But now I'm living in the dark days of Outlook, so here are the steps now:

  1. Look all around the interface for a show headers option. Don't find anything.
  2. Pull down every menu, force-clicking on the stupid short menus that Microsoft thinks is doing you a favor by clipping, so you can see all the menu items. Don't find anything.
  3. Open up "help", type in "headers", and wait for shitty, slow-ass, web-based help search to come back at ya with some results.
  4. Delight that four down on the list is a "showing email headers" help item.
  5. Wonder what is mentally wrong with the Microsoft "Help" file editors who thought it made more sense to tuck the actual "how to show them" part of the entry yet another hyperlink away, and fill the main page with endless babble about email headers. Poor Joe Average Outlook User has no idea what the fuck an email header is, and I think most people who land on this page are looking for the _how_, not the _what_.
  6. Click the damned extra hyperlink and read that you need to go to View... Options to get started.
  7. Go to View menu, to find there is no Options entry.
  8. Think to yourself how shitty Outlook is.

WORK TO DO:
In the Outlook complaint, what menu path does the help entry say to use to get started with showing email headers? Rely only on the Outlook complaint above.

RECORDS PROVIDED:

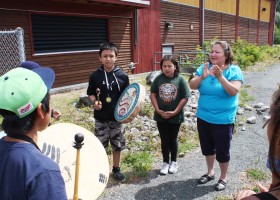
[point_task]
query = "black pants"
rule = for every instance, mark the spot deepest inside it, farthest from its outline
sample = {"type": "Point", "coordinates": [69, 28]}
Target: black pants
{"type": "Point", "coordinates": [169, 142]}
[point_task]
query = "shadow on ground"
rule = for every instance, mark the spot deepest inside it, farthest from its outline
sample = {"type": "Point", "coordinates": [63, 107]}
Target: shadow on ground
{"type": "Point", "coordinates": [188, 189]}
{"type": "Point", "coordinates": [133, 179]}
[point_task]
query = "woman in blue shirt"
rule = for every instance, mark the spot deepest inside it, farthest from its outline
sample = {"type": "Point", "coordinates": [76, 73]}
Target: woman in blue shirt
{"type": "Point", "coordinates": [218, 82]}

RIGHT ANSWER:
View... Options